Segment Start: Supplied records

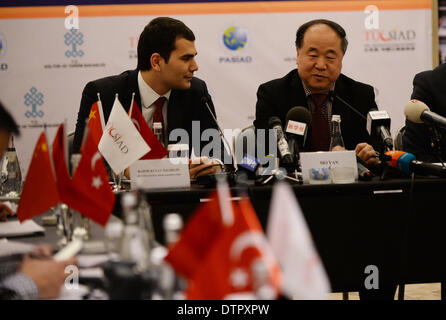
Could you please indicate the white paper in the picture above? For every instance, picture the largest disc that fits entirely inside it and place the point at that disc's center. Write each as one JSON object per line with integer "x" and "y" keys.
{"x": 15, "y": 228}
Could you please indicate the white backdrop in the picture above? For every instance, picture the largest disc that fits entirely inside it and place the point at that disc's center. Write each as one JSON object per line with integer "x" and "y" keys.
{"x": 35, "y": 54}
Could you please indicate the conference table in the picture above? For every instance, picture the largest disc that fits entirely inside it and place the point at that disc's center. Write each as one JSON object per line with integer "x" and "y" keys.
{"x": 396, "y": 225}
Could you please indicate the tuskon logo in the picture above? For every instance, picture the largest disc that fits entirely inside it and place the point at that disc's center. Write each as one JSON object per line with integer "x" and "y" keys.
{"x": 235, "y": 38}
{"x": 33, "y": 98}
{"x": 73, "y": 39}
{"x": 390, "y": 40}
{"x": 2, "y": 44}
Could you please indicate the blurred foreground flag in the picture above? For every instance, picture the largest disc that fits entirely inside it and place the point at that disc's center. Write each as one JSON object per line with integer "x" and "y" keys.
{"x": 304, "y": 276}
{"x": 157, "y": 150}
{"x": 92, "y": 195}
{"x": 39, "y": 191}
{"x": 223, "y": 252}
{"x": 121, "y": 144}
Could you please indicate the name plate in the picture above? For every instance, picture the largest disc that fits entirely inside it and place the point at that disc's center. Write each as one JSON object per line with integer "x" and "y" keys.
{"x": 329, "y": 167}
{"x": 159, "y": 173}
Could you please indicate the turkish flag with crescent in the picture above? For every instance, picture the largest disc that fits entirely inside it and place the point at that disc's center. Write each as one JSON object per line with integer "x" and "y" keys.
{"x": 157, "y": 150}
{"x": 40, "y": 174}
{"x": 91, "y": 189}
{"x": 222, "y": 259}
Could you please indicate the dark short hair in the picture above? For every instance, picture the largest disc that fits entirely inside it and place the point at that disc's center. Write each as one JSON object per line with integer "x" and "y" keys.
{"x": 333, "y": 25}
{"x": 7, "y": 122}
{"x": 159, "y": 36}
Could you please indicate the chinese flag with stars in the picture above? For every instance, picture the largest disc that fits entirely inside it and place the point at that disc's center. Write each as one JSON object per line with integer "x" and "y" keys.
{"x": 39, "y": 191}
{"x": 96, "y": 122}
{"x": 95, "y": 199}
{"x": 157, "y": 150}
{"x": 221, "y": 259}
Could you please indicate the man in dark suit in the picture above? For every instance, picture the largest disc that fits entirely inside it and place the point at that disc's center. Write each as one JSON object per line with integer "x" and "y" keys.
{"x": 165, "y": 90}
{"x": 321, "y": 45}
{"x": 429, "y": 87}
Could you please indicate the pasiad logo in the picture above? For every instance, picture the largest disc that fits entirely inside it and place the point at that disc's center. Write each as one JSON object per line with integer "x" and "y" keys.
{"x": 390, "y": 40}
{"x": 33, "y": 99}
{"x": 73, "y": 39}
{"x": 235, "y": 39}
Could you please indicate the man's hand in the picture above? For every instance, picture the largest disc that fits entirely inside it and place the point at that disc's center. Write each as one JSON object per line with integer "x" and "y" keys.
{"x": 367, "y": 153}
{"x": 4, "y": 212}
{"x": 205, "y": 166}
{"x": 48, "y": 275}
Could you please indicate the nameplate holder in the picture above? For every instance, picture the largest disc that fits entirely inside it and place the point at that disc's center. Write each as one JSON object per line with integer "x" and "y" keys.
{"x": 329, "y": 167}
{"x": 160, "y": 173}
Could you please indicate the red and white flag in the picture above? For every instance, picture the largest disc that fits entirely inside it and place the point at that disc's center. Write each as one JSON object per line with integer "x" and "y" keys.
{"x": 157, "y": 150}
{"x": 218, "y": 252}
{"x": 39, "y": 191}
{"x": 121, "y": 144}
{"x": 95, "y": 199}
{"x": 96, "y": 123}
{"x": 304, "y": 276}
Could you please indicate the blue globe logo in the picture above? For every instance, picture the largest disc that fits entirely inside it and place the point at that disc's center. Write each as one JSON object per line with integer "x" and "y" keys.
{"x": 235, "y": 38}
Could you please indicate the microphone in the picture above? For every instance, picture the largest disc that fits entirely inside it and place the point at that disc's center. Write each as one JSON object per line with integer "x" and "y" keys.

Segment End: Supplied records

→ Action item:
All of the data above should be printed again exactly, though none of the pictures belong in the copy.

→ Completed exercise:
Could you please indicate the white paper in the picture above? For every instance, picture the largest disc that fits entirely inside it and place the point at that disc's center. Write each as one JSON object per line with integer "x" and "y" keys.
{"x": 15, "y": 228}
Could you please indicate the white backdrop in the picture above? For every instance, picture the largest disc that fits entirely inside it and place the point at that disc's center. Write each as one JSON object per line with integer "x" and "y" keys.
{"x": 35, "y": 54}
Could you please indicate the conference table in the picture above? For every instance, picture the largest disc that fits entirely inside it and place the point at that disc's center. Write each as one JSON object per line with integer "x" and "y" keys.
{"x": 396, "y": 225}
Could you please indicate the tuskon logo in the picture above? For every instance, picture the largest disc that fits entirely inside it and place the point at that disc's center. Write each as one JSON object per line with integer "x" and "y" keys.
{"x": 235, "y": 38}
{"x": 33, "y": 98}
{"x": 73, "y": 39}
{"x": 390, "y": 40}
{"x": 2, "y": 44}
Could you please indicate the blurred foreground flag in the picture above? For every instance, picture the largest disc that fits entirely inside it and place the point at that disc's center. Write each as one JSON object per line with integer "x" and "y" keys.
{"x": 304, "y": 276}
{"x": 157, "y": 150}
{"x": 92, "y": 195}
{"x": 39, "y": 191}
{"x": 223, "y": 252}
{"x": 121, "y": 144}
Could you please indicate the name plate in the picture above? For every instance, picture the largest disc that fits entirely inside it and place the point at that disc's center. Write each as one JSON object per line with integer "x" and "y" keys.
{"x": 329, "y": 167}
{"x": 159, "y": 173}
Could you please indicate the turkish flag with crescent in the picture above? For every instance, picture the largest disc that fits entirely inside it and place the point at that disc's center. Write each as one JSON object per line with integer "x" and "y" keys.
{"x": 157, "y": 150}
{"x": 40, "y": 174}
{"x": 91, "y": 189}
{"x": 222, "y": 259}
Could you please indicate the dark short hair in the picture above? For every instance, picture the largest disc that fits entirely inside it and place the point at that disc's center. Write each as one JSON object per line with integer "x" and "y" keys.
{"x": 333, "y": 25}
{"x": 7, "y": 122}
{"x": 159, "y": 36}
Could you please indicate the chinese flag with stars in the picture above? For every instance, picture the largest disc that fits entirely inside it and place the point at that disc's center. Write each as one JSON object per line with integer "x" and "y" keys.
{"x": 39, "y": 191}
{"x": 96, "y": 122}
{"x": 95, "y": 199}
{"x": 157, "y": 150}
{"x": 221, "y": 259}
Could you please indicate the man in dark suit in the picture above? For every instance, picture the largest disc that fits entirely inside it and place the point at that disc's center. Write each as one JSON object per line with integer "x" and "y" keys.
{"x": 165, "y": 90}
{"x": 321, "y": 45}
{"x": 429, "y": 87}
Could you please indicate the pasiad logo in the picture above? For every instance, picture the largest disc that fits entirely inside it and place the point at that disc's center. Write each as one JSON object per line with integer "x" and "y" keys.
{"x": 390, "y": 40}
{"x": 33, "y": 99}
{"x": 73, "y": 39}
{"x": 235, "y": 39}
Could you please indicate the man's hand in the picture above? For every instance, picture the largest disc that fits entirely inside it and place the point at that disc's center. Write each as one JSON object per line with integer "x" and "y" keys.
{"x": 367, "y": 153}
{"x": 4, "y": 212}
{"x": 205, "y": 166}
{"x": 48, "y": 275}
Could you please indicate the nameplate holder in the picture above? For every instance, picture the largest disc that fits entirely inside it and place the point at that disc's center. Write each as one JSON object per line with integer "x" and "y" keys.
{"x": 329, "y": 167}
{"x": 160, "y": 173}
Could you please indicate the red and white flag in the picture above? For every instance, picture the largest disc that fits entirely inside it and place the point at that disc's center. Write each as one JSON object per line with integer "x" and "y" keys.
{"x": 157, "y": 150}
{"x": 218, "y": 252}
{"x": 39, "y": 191}
{"x": 121, "y": 144}
{"x": 95, "y": 199}
{"x": 96, "y": 123}
{"x": 304, "y": 276}
Could you please indicate the blue globe logo in the picture above? For every instance, picture the largest disc that fits entirely inside it and place the point at that disc's center. Write each as one JSON object per line with integer "x" and "y" keys.
{"x": 235, "y": 38}
Could you please indicate the microphone in the picture above? For every instance, picture the largest disc that fits entirely inside it and place the point at that disc's center. Write each as one JSON object per line with integer "x" and "y" keys.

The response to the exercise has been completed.